*What is needed*: Reproduce each of the following lines word for word, leaving nothing out and changing nothing.

** start of Record excerpts **

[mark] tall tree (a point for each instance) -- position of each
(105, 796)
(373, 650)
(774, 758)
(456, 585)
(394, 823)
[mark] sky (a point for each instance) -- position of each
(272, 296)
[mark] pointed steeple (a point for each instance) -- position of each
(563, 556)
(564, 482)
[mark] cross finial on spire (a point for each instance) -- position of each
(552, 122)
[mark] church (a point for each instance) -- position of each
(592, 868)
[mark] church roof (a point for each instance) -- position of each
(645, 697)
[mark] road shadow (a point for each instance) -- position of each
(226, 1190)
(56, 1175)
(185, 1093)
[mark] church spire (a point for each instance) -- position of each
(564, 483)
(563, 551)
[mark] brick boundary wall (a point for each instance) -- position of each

** end of Record excerpts **

*Solution for this problem*:
[mark] tall tree (a point for each instance) -- position of each
(105, 796)
(373, 650)
(774, 758)
(456, 585)
(394, 823)
[mark] sky (a point for each instance) -- position of each
(272, 296)
[mark] pointed steeple (a point for each instance) -- position of each
(563, 556)
(564, 482)
[mark] cross finial on spire (a point for each instance) -- position of each
(552, 122)
[mark] church (a point for each instance) -- position of each
(592, 868)
[mark] church roof (a point for each instance) -- position of each
(645, 697)
[mark] road shadow (a point for each instance) -- position of each
(226, 1190)
(56, 1175)
(185, 1093)
[mark] church spire (a point for each instance) -- position of each
(564, 483)
(563, 551)
[mark] brick boundary wall (a point for each instance) -- position of each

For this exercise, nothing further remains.